TASK INSTRUCTIONS
Show every line below that contains the word "each", and copy those lines in full.

:: EXERCISE DATA ::

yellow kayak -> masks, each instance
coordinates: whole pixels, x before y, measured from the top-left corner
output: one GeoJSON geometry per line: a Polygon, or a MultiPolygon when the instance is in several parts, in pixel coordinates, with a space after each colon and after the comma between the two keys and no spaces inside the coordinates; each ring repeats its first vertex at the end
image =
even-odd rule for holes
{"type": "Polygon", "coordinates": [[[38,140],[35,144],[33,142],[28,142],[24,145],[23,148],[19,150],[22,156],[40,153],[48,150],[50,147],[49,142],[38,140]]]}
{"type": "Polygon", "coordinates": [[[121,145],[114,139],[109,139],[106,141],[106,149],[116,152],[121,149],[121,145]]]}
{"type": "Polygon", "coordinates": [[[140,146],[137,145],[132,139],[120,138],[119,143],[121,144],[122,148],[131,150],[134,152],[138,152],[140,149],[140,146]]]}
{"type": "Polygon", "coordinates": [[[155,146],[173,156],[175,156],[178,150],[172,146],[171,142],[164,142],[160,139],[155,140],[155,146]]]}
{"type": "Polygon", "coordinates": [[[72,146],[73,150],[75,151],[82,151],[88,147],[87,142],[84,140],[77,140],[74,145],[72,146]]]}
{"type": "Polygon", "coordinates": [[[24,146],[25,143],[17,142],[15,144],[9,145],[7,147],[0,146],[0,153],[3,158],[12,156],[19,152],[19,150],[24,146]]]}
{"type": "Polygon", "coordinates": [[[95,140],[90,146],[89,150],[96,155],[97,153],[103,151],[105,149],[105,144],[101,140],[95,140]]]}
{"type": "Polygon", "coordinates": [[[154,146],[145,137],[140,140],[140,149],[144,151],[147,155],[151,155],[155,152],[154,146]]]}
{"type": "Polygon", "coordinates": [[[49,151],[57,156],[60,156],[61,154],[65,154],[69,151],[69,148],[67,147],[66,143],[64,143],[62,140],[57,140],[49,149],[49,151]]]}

:::

ANSWER FOR THIS EXERCISE
yellow kayak -> masks, each instance
output: one GeoJSON geometry per line: a Polygon, or a MultiPolygon when the instance is in several parts, in pixel coordinates, with a space after each colon and after the comma between the two keys and no spaces inside the coordinates; each ring repeats its first vertex at the end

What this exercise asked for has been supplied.